# GOAL:
Rewrite the data below, replacing every "FLASHCARD BACK" with "ANSWER" and keeping everything else unchanged.

# SOURCE RECORDS:
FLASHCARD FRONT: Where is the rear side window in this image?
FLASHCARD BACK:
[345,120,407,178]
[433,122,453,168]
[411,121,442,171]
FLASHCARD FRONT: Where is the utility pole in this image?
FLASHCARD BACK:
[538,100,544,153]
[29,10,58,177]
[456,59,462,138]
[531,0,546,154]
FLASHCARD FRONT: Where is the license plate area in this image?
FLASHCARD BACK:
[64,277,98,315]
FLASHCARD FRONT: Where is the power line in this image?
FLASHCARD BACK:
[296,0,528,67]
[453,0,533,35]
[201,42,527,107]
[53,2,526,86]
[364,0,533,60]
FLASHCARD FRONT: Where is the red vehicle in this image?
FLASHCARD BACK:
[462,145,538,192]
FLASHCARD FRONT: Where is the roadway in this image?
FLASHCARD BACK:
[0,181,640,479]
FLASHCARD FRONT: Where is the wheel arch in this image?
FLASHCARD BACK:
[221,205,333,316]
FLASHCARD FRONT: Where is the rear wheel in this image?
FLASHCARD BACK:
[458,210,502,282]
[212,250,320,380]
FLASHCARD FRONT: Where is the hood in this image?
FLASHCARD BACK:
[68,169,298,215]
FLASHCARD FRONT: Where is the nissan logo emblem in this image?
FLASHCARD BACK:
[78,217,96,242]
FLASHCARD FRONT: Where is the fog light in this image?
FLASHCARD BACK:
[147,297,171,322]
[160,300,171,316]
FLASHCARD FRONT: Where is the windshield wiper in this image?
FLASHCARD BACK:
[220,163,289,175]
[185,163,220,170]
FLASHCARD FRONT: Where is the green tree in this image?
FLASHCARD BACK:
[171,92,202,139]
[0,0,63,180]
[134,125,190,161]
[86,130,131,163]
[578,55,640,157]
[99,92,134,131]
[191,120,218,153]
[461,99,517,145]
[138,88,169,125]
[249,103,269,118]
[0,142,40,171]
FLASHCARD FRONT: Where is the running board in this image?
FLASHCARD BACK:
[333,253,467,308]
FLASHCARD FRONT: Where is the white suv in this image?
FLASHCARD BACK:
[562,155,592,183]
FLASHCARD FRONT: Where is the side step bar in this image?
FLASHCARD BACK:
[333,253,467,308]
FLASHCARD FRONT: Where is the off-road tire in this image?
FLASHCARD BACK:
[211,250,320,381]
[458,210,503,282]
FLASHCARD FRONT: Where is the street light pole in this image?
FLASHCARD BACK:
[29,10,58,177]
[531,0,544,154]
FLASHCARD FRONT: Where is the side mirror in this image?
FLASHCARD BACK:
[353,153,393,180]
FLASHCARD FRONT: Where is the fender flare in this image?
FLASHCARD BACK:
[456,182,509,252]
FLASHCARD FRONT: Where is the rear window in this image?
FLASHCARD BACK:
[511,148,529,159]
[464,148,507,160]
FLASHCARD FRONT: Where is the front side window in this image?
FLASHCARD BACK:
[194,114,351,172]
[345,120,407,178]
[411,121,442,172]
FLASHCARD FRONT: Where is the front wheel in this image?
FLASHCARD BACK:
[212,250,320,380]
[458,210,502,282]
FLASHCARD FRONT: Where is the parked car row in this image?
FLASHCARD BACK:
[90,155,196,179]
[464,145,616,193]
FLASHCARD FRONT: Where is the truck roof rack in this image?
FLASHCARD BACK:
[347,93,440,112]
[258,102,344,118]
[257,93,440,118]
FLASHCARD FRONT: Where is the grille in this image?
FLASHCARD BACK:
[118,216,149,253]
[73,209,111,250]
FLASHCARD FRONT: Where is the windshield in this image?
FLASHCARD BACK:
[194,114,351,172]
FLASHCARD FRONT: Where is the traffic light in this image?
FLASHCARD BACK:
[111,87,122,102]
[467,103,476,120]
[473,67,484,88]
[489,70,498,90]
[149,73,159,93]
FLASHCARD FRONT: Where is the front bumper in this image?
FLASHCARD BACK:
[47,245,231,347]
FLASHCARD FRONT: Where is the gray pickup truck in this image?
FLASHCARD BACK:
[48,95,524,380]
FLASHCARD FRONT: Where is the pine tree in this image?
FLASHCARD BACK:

# FINAL RESULT:
FLASHCARD FRONT: Where is the rear side window in this image?
ANSWER:
[345,120,407,178]
[433,122,453,168]
[411,121,442,171]
FLASHCARD FRONT: Where is the utility pole in this image?
ANSWER:
[538,100,544,153]
[29,10,58,177]
[456,59,462,138]
[531,0,546,154]
FLASHCARD FRONT: Where is the license plate area in this image?
ANSWER:
[64,277,98,315]
FLASHCARD FRONT: Where is the power line in this image?
ANSWER:
[296,0,528,67]
[453,0,533,35]
[201,42,527,107]
[53,2,526,86]
[364,0,533,60]
FLASHCARD FRONT: Where is the red vehicle in this image?
ANSWER:
[462,145,538,192]
FLASHCARD FRONT: Where is the roadway in this image?
ANSWER:
[0,181,640,479]
FLASHCARD FRONT: Where is the wheel arch in this image?
ANSWER:
[221,205,333,316]
FLASHCARD FRONT: Where is the rear wheel in this image?
ANSWER:
[458,210,502,282]
[212,250,320,380]
FLASHCARD FRONT: Where is the hood in this image?
ANSWER:
[68,169,298,215]
FLASHCARD FRONT: Where is the nissan logo emblem in this image?
ANSWER:
[78,217,96,242]
FLASHCARD FRONT: Where is the fog light in this image?
ANSWER:
[147,297,171,322]
[160,300,171,316]
FLASHCARD FRONT: Where is the windshield wiper in this image?
ANSWER:
[220,163,289,175]
[185,163,220,170]
FLASHCARD FRONT: Where is the green tree in this image?
ANSWER:
[171,92,202,139]
[0,0,63,180]
[134,125,190,161]
[86,130,131,163]
[578,55,640,157]
[99,92,134,131]
[191,120,218,153]
[461,99,517,145]
[138,88,169,125]
[249,103,269,118]
[0,142,40,171]
FLASHCARD FRONT: Where is the running board in this image?
ANSWER:
[333,253,467,308]
FLASHCARD FRONT: Where is the white suv in this image?
ANSWER:
[562,155,592,183]
FLASHCARD FRONT: Where is the side step bar in this image?
ANSWER:
[333,253,467,308]
FLASHCARD FRONT: Where is the off-road tire in this image?
ANSWER:
[211,250,320,381]
[458,210,503,282]
FLASHCARD FRONT: Where is the street light pole in this image?
ANSWER:
[29,10,58,177]
[531,0,544,154]
FLASHCARD FRONT: Where is the side mirror in this image?
ANSWER:
[353,153,393,180]
FLASHCARD FRONT: Where is the fender flare in this image?
ANSWER:
[456,182,509,252]
FLASHCARD FRONT: Where is the rear window in this image?
ANSWER:
[511,148,529,159]
[464,148,507,160]
FLASHCARD FRONT: Where is the front side window in this image?
ANSWER:
[194,114,351,172]
[345,120,407,178]
[411,121,442,172]
FLASHCARD FRONT: Where is the front wheel in this image?
ANSWER:
[212,250,320,380]
[458,210,502,282]
FLASHCARD FRONT: Where is the parked car row in this image?
ANSWER:
[90,155,196,179]
[464,145,616,193]
FLASHCARD FRONT: Where is the truck roof rack in this image?
ANSWER:
[347,93,440,112]
[258,102,344,118]
[257,93,440,118]
FLASHCARD FRONT: Where is the grille in this image?
ANSWER:
[118,216,149,253]
[73,209,111,250]
FLASHCARD FRONT: Where is the windshield in this image?
ANSWER:
[194,114,351,172]
FLASHCARD FRONT: Where is the traffic light in this image?
ANSWER:
[111,87,122,102]
[467,103,476,120]
[473,67,484,88]
[489,70,498,90]
[149,73,159,93]
FLASHCARD FRONT: Where is the front bumper in this image?
ANSWER:
[47,245,231,347]
FLASHCARD FRONT: Where is the gray pickup truck in this image?
ANSWER:
[48,95,524,380]
FLASHCARD FRONT: Where is the pine tree in this image?
ANSWER:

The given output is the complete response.